Requirements: Repeat the listing in full, word for word.
◇ ◇ ◇
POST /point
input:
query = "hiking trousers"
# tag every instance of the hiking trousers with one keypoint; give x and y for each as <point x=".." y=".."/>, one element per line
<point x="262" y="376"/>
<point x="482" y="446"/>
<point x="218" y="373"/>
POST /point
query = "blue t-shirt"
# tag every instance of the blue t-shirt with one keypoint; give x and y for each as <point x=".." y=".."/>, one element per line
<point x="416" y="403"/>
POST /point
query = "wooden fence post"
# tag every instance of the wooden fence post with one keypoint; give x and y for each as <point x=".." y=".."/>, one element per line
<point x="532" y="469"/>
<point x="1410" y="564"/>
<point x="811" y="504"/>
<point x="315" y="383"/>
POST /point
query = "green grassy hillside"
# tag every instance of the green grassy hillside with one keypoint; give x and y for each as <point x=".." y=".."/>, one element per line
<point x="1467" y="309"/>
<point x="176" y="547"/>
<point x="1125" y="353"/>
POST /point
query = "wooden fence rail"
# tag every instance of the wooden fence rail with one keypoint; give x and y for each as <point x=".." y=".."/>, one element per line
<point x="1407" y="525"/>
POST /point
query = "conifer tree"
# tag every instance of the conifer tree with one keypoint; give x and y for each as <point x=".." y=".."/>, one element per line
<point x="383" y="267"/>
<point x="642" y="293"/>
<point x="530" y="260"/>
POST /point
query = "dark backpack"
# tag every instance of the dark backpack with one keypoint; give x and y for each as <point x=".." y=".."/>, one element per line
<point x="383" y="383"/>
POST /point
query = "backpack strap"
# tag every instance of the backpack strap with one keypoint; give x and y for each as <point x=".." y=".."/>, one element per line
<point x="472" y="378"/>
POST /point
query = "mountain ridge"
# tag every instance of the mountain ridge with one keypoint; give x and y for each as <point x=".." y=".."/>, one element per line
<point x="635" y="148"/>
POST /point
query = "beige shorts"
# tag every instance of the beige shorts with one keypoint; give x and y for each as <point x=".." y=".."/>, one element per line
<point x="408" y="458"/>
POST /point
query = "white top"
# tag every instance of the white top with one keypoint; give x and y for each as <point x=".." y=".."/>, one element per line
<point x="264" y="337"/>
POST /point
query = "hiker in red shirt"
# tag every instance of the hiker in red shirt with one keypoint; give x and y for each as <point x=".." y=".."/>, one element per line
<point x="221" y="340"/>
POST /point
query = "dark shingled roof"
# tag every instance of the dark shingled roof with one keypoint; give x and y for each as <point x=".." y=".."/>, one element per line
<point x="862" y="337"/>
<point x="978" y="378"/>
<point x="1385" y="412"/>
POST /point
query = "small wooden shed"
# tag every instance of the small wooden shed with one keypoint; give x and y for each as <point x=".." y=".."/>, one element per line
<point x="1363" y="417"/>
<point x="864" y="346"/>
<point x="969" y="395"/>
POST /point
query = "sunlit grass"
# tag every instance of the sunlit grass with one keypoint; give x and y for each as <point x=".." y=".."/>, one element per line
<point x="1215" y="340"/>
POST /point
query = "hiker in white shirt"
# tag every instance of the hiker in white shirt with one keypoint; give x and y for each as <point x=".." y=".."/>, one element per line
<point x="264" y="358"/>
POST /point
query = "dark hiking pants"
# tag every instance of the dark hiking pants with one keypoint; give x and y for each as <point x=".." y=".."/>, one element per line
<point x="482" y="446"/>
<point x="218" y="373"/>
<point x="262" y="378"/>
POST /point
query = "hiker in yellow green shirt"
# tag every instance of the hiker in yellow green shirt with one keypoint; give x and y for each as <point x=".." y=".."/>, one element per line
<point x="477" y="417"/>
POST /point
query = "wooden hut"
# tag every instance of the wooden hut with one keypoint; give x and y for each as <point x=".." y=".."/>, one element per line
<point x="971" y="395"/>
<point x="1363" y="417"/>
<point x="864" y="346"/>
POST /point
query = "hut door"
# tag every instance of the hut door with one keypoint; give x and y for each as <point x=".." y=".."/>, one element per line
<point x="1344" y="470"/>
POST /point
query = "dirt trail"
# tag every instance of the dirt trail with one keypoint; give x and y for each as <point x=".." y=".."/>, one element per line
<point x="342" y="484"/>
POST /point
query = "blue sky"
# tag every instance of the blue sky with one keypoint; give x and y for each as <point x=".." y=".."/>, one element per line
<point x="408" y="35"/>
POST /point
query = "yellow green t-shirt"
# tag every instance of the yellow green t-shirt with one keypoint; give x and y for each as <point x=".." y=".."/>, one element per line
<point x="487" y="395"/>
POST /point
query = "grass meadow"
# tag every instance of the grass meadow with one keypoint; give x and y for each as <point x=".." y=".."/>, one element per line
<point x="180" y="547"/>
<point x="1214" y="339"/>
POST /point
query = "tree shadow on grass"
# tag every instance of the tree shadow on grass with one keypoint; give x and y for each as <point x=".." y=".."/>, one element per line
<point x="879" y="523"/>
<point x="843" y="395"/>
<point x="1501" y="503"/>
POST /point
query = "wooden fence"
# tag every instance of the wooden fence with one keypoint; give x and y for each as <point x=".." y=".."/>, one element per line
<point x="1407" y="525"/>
◇ ◇ ◇
The reply:
POST /point
input:
query = "hiking trousers"
# tag every instance of the hiking trousers with one keypoint; give x and y for each as <point x=".." y=".."/>, one element per line
<point x="262" y="376"/>
<point x="482" y="446"/>
<point x="218" y="373"/>
POST /point
query = "blue t-shirt"
# tag every instance of the blue t-shirt with one keypoint; give x and y for each as <point x=".." y=".."/>, one element per line
<point x="416" y="403"/>
POST /point
query = "wooden fence post"
# tag every instance of the wooden fence post with one keypoint; give x and y for each as <point x=".." y=".."/>, one element per line
<point x="532" y="469"/>
<point x="1410" y="564"/>
<point x="811" y="504"/>
<point x="315" y="383"/>
POST /point
query = "green grassy hillside"
# tag every instance of the green grassy hillside with one keypoint; give x and y for each as <point x=".." y=".."/>, one element per line
<point x="1467" y="309"/>
<point x="176" y="547"/>
<point x="1125" y="353"/>
POST /point
query = "wooden fence rail"
# tag every instance of the wooden fence rail with one keypoint; give x and y for each as <point x=".." y=".."/>, one element per line
<point x="1407" y="525"/>
POST /point
query = "conifer tree"
# tag every instance of the conifer tree with one keypoint; give x and y for each as <point x=".." y=".."/>, one element per line
<point x="383" y="267"/>
<point x="642" y="293"/>
<point x="530" y="260"/>
POST /point
query = "dark backpack"
# tag every instance of the dark backpack with one keypoint; give x and y for each as <point x=".." y=".."/>, one element per line
<point x="383" y="383"/>
POST /point
query = "backpack strap"
# tag every instance of the backpack strap with one keypoint; give x and y for each as <point x=".." y=".."/>, one element per line
<point x="472" y="378"/>
POST /point
query = "mountain ridge"
# tag every instance of the mountain ridge with one keypoint; give x and y for each as <point x=".." y=".."/>, one element per line
<point x="635" y="148"/>
POST /point
query = "beige shorts"
# tag every instance of the beige shorts with one keypoint; give x and y for each as <point x=".." y=".."/>, one element per line
<point x="408" y="458"/>
POST /point
query = "white top"
# tag every instance of the white top with one keypoint; give x and y for each as <point x=".." y=".."/>, one element per line
<point x="264" y="337"/>
POST /point
query = "hiker in red shirt"
# tag every instance of the hiker in red shirt with one keypoint; give x and y for each as <point x=".." y=".."/>, one element per line
<point x="221" y="340"/>
POST /point
query = "dark shingled roof"
# tag every instance of the dark shingled roof with one keypoint; give x and y for each as <point x=".." y=".."/>, one element per line
<point x="862" y="337"/>
<point x="978" y="378"/>
<point x="1385" y="412"/>
POST /point
query = "small wooden shed"
# tag every instance of the small wooden shed with one keypoint; give x and y for each as <point x=".." y=".."/>, one element per line
<point x="1363" y="417"/>
<point x="864" y="346"/>
<point x="969" y="395"/>
POST /point
query = "sunlit grass"
# tag every instance of the sunlit grass with one keypoint; give x and y for each as <point x=".." y=".."/>, one element per line
<point x="1215" y="340"/>
POST /point
query = "hiker in white shirt"
# tag every instance of the hiker in white shirt with one keypoint; give x and y for each as <point x=".." y=".."/>, one element per line
<point x="264" y="358"/>
POST /point
query = "dark hiking pants"
# tag every instance of the dark hiking pants with one keypoint; give x and y for each as <point x=".." y=".."/>, one element per line
<point x="482" y="446"/>
<point x="218" y="373"/>
<point x="262" y="378"/>
POST /point
query = "hiker in yellow green shirt"
# tag every instance of the hiker in yellow green shirt with one keypoint; give x and y for each as <point x=".." y=".."/>, one element per line
<point x="477" y="417"/>
POST /point
query = "wooden hut"
# tag every instance of the wooden hut with one keypoint; give x and y for each as <point x=".." y=".."/>, one element per line
<point x="971" y="395"/>
<point x="1363" y="417"/>
<point x="864" y="346"/>
POST /point
query = "hut door"
# tag every instance of the hut door with one keypoint; give x and y for each as <point x=".." y=".."/>, one element per line
<point x="1344" y="470"/>
POST /point
query = "dirt trail"
# tag every instance of the dirt trail with one keypoint; give x and y for each as <point x=".." y=".."/>, one element per line
<point x="342" y="484"/>
POST /point
query = "blue sky"
# tag every instance of the blue sky with one keypoint; give x and y for each as <point x=".." y=".."/>, one element per line
<point x="408" y="35"/>
POST /point
query = "yellow green t-shirt"
# tag every instance of the yellow green t-shirt with one keypoint; give x and y for each as <point x=".." y=".."/>, one element per line
<point x="487" y="395"/>
POST /point
query = "grass meadow"
# tag every instance of the grass meadow with one keypoint; give x and y for each as <point x=".." y=".."/>, one element per line
<point x="180" y="547"/>
<point x="1214" y="339"/>
POST /point
query = "tree shadow on grass"
# tag every instance of the tree shadow on grass with one keypoint; give x and y for each as <point x=".." y=".."/>, one element per line
<point x="879" y="523"/>
<point x="843" y="395"/>
<point x="1501" y="503"/>
POST /point
query = "wooden fence"
# tag every instance of the wooden fence with one keypoint; give x and y for each as <point x=".." y=".."/>, one element per line
<point x="1407" y="525"/>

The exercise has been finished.